* **GIVEN REQUEST**:
Could you print every record below exactly as it appears?

* **RECORDS FOR THIS TASK**:
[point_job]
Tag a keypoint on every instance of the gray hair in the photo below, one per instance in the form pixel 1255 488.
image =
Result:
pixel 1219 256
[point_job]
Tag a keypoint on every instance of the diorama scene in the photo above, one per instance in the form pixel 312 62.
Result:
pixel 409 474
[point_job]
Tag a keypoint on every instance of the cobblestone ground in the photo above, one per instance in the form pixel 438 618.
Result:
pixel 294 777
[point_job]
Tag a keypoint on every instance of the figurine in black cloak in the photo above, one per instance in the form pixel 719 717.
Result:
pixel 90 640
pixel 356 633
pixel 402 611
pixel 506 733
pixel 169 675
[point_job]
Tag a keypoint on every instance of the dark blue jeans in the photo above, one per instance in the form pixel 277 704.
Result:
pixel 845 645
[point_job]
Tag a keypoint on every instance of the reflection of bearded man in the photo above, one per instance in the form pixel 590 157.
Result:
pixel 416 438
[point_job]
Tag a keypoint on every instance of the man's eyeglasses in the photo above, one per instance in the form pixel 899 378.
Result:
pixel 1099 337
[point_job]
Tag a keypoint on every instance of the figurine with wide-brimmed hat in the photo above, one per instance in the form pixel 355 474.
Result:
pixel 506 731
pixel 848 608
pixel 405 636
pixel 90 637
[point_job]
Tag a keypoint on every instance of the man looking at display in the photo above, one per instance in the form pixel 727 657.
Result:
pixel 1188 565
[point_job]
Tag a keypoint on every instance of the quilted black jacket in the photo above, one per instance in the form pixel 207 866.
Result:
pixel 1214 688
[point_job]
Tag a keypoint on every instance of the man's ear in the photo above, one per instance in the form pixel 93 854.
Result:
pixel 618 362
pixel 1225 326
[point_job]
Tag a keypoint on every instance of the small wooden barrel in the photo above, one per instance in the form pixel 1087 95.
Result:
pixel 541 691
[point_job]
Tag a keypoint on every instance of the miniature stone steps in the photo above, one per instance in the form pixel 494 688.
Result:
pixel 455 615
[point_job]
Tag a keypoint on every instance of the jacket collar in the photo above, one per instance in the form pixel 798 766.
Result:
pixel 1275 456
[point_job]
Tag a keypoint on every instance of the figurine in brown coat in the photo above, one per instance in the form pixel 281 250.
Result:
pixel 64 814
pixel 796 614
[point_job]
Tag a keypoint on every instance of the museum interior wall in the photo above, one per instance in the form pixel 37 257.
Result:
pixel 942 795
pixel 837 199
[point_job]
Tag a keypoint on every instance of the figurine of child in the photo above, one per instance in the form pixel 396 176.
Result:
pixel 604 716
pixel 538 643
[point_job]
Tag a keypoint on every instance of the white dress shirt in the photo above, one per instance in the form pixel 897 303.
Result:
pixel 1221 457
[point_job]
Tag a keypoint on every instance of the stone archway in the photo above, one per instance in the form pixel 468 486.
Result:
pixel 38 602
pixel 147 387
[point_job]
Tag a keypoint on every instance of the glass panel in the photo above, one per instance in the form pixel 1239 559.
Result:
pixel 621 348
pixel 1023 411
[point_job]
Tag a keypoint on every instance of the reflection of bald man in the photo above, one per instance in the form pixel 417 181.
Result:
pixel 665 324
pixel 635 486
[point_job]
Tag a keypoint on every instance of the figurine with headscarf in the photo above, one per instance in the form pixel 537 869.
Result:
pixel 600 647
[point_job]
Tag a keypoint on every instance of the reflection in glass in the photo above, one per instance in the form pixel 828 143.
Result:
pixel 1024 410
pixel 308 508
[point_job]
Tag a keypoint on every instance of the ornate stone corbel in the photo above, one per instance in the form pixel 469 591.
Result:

* **RESULT OF THIS TASK**:
[point_job]
Tag a keypoint on every instance of the gray hair in the photo below, one per instance in the form pixel 1255 488.
image =
Result:
pixel 1219 256
[point_job]
Tag a keypoint on every instance of the diorama scene in the photo above, one per instance in the form pixel 312 62.
Result:
pixel 409 474
[point_job]
Tag a keypoint on every instance of the cobblestone ground in the photo above, one per instance in the form pixel 438 618.
Result:
pixel 294 777
[point_job]
Tag a keypoint on every instance of the figurine in black cloak in the photo above, one per instance in the form pixel 719 717.
Result:
pixel 90 640
pixel 356 633
pixel 402 611
pixel 506 733
pixel 169 675
[point_job]
Tag a keypoint on every instance of the dark blue jeans in the photo above, one per instance in the form pixel 277 704.
Result:
pixel 845 645
[point_job]
Tag a keypoint on every instance of the reflection of bearded man in the photo above, one per instance in the form pixel 590 157.
Result:
pixel 416 438
[point_job]
Tag a keypoint on every instance of the man's eyeglasses in the photo above, one per instance in the form pixel 899 378.
Result:
pixel 1099 337
[point_job]
Tag a keypoint on every instance of the figurine with wide-brimmed hat in the photo above, one per instance in the form pixel 355 474.
Result:
pixel 506 731
pixel 848 608
pixel 405 636
pixel 90 637
[point_job]
Tag a keypoint on every instance of the man looking at display in the photo above, one per instance in the form pixel 727 657.
Result:
pixel 1188 565
[point_job]
Tag a keypoint on every instance of the quilted black jacket in the photo above, one per instance in the form pixel 207 866.
Result:
pixel 1214 688
[point_job]
Tag a keypoint on every instance of the man's ear in the photo above, one per instance in the form pixel 93 854.
Result:
pixel 618 362
pixel 1225 326
[point_job]
Tag a keypoint on every instance of the small wooden barrel in the photo above, one per instance in the form pixel 1087 95.
Result:
pixel 541 691
[point_job]
Tag a keypoint on every instance of the miniature stone steps in the photo above, one per instance in the form pixel 494 688.
Result:
pixel 455 615
[point_job]
Tag a keypoint on every instance of the jacket collar in the photo above, one per instance in the form pixel 798 766.
Result:
pixel 1275 456
[point_job]
Tag a keypoint on every instance of the figurine in brown coat in the photo above, one per instance in the form pixel 281 250.
Result:
pixel 64 814
pixel 796 614
[point_job]
Tag a keypoint on every instance of the museum interior wall in the photo above, one per instance in the form pixel 37 257.
Result:
pixel 942 795
pixel 837 199
[point_job]
Tag a keypoint on every instance of the figurine of child in the photo above, one per instance in the form pixel 396 176.
Result:
pixel 604 716
pixel 538 643
[point_job]
Tag a keypoint on every instance of the white dress shirt in the photo above, one per instance in the form pixel 897 303.
Result:
pixel 1221 457
[point_job]
Tag a keypoint on every instance of the stone archway in the photo above, one per instance in the form pixel 468 486.
Result:
pixel 38 602
pixel 147 387
[point_job]
Tag a keypoint on every instance of the glass panel in the photo above, one per instance in the form pixel 1239 559.
Result:
pixel 621 348
pixel 1023 411
[point_job]
Tag a keypoint on every instance of the reflection of bald man in the photo above, one per instance in the form pixel 417 181.
Result:
pixel 665 324
pixel 635 486
[point_job]
Tag a keypoint on every instance of the figurine with headscarf in the photo above, one per instance in the form pixel 537 869.
Result:
pixel 600 647
[point_job]
Tag a keypoint on every instance of the reflection in glass in the photo above, one per instance in the form pixel 828 143.
Result:
pixel 1024 410
pixel 308 508
[point_job]
Tag a keypoint on every instance of the ornate stone corbel in the photo above, one per instance in the form pixel 469 591.
Result:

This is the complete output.